▸ TEXT PROVIDED:

Chairman Robert C. Scott, D-Va., and Civil Rights and Human Services Subcommittee Chair Suzanne Bonamici, D-Ore., said the draft bill to be taken up at the markup addresses a basic responsibility to keep children from going hungry.

One potential flash point between the parties is a provision that would change the criteria for a school or school district to qualify for community eligibility status that allows free school meals for all enrolled students. Currently, 40% of students in a school or school district must be poor enough to qualify for free lunches and breakfasts. The draft bill would set the threshold at 25% to qualify for community eligibility.

The House Republican majority in 2016 moved a child nutrition bill through the committee, then known as the Education and the Workforce Committee, that would have raised the threshold for community eligibility to 60% of students qualifying for free meals.

The Senate Agriculture Committee also reported out a bipartisan child nutrition reauthorization bill that year that made modest changes to policies such as school meal nutrition standards. Neither bill got a floor vote.

Democrats say the expanded school eligibility is needed to feed more children in communities with high poverty rates. Republicans may see the proposed change as a back-door effort to return to universal free meals that many schools provided under pandemic waivers.

(Natural-language object grounding data)
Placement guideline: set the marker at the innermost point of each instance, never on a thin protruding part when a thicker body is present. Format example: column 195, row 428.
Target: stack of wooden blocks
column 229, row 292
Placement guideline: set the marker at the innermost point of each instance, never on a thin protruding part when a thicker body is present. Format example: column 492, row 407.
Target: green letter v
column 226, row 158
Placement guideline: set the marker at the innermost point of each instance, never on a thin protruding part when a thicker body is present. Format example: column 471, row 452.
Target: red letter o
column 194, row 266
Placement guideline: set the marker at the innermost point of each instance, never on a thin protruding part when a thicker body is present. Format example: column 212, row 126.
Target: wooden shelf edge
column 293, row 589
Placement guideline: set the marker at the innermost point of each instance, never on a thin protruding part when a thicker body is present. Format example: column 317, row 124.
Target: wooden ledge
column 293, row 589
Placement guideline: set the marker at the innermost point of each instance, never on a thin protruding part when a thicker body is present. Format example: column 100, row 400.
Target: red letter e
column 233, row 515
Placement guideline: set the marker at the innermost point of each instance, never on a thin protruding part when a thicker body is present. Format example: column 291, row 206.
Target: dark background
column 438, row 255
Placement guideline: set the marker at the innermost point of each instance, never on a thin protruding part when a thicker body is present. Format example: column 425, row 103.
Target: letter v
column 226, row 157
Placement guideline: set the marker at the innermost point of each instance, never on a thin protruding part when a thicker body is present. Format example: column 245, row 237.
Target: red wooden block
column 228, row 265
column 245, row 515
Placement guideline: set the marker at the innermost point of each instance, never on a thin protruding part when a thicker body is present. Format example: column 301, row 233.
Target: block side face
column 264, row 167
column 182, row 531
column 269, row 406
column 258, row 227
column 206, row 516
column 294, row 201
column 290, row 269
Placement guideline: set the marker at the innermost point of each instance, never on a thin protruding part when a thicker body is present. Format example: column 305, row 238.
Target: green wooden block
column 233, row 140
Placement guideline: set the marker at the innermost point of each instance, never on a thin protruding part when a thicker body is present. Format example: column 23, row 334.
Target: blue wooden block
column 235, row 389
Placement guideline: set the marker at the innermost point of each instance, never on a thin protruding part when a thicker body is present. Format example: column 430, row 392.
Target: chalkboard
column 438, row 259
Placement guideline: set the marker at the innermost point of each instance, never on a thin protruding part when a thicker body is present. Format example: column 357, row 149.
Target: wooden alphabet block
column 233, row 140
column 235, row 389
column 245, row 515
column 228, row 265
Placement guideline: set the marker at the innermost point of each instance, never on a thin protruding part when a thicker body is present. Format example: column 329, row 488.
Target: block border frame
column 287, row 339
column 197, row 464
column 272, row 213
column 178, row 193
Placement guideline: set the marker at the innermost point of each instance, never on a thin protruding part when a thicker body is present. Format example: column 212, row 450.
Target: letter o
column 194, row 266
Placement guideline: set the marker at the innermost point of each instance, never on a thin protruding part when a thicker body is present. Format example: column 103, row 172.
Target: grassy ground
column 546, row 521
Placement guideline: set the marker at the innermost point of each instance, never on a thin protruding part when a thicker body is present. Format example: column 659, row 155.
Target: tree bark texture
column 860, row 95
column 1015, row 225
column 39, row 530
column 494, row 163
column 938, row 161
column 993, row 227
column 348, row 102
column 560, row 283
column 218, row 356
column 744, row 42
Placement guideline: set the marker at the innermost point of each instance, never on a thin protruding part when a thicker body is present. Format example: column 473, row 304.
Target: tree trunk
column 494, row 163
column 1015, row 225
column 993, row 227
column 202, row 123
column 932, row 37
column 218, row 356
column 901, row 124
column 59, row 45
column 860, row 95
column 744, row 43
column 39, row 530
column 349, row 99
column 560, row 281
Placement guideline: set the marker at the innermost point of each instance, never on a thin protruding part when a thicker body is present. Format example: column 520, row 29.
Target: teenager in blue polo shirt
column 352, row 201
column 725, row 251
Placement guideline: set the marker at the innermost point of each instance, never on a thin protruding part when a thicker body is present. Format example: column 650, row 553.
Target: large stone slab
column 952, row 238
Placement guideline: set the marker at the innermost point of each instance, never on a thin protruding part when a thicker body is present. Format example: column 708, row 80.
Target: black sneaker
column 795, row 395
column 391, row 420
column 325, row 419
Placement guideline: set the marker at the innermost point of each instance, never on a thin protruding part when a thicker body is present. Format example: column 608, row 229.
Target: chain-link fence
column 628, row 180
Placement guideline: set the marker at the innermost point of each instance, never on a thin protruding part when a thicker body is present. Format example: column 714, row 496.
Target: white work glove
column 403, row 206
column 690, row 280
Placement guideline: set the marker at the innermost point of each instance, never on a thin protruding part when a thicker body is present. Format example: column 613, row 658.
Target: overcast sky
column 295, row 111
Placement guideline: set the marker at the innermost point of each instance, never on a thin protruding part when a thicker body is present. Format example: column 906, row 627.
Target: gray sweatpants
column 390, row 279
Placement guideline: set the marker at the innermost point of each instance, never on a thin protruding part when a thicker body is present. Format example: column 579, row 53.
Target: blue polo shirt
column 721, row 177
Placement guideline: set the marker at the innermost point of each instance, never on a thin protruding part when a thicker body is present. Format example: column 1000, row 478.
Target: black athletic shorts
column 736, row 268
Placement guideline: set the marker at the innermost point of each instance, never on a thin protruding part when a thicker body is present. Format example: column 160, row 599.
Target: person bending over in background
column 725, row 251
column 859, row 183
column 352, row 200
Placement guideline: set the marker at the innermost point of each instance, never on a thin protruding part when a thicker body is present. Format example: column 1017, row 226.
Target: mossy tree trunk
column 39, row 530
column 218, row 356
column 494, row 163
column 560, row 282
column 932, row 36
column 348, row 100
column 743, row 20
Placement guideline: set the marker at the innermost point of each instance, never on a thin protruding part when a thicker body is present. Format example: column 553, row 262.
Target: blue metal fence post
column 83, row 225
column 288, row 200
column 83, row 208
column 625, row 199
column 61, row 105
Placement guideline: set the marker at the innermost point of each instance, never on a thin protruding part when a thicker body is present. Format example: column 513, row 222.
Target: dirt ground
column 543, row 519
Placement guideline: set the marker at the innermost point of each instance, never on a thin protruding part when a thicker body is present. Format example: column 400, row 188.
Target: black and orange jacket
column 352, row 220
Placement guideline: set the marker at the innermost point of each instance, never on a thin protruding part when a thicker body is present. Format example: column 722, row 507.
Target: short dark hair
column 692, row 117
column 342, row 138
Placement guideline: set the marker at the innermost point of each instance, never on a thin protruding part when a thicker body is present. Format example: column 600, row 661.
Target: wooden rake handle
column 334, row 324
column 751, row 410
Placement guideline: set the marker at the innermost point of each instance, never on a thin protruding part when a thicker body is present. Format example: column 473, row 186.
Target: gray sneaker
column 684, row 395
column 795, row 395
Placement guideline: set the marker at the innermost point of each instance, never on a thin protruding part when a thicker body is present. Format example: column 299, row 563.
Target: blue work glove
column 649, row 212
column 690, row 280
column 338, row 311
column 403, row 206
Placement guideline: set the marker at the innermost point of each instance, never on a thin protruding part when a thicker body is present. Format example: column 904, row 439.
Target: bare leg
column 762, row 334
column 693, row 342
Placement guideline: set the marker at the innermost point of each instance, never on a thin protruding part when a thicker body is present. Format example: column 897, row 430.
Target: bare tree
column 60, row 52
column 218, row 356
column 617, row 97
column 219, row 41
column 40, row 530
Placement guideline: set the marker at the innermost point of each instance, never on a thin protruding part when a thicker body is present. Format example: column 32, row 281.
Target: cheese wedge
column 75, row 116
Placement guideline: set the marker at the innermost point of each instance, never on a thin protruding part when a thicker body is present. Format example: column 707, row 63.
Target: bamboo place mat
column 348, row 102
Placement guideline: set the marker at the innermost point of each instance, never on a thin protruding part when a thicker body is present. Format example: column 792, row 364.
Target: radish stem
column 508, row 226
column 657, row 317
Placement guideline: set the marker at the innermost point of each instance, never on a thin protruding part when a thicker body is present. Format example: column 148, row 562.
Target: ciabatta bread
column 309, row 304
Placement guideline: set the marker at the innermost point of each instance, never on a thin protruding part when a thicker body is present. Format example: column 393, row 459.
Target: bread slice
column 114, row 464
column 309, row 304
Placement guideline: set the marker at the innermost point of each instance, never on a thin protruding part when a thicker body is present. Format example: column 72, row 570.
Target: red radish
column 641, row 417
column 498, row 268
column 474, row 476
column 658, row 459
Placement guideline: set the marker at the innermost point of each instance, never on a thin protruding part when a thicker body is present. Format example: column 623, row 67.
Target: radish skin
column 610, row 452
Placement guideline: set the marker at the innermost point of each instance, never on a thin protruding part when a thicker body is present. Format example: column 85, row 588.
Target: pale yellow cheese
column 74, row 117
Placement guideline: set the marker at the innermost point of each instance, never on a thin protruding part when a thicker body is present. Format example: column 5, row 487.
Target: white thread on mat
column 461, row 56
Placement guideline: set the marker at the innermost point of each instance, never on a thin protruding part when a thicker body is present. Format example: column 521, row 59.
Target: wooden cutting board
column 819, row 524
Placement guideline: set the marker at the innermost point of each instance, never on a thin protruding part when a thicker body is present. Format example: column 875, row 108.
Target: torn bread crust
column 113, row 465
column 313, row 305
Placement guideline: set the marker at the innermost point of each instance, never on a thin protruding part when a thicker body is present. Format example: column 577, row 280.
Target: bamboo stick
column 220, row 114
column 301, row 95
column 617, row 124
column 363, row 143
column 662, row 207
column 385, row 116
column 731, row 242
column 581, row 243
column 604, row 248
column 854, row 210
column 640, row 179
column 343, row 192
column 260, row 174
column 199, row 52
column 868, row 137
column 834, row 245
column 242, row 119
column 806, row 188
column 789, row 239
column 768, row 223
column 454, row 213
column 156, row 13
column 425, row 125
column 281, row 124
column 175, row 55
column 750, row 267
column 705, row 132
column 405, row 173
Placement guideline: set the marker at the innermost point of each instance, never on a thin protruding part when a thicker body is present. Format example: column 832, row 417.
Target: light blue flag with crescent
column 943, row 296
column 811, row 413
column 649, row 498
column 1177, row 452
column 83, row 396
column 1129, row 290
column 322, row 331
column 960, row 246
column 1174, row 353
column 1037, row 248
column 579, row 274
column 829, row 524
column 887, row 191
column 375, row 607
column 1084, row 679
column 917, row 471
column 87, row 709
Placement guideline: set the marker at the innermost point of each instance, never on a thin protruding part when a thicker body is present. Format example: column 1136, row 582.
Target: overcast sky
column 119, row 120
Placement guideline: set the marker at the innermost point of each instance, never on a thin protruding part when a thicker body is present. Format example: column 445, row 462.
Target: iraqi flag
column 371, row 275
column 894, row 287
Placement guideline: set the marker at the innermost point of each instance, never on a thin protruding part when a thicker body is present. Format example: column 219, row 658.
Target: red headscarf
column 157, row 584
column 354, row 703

▸ WHAT IS NEEDED: In the passage on the child nutrition bill, what percentage of students would the draft bill set as the threshold for community eligibility?

▸ SOLUTION TO THE EXERCISE: 25% of students.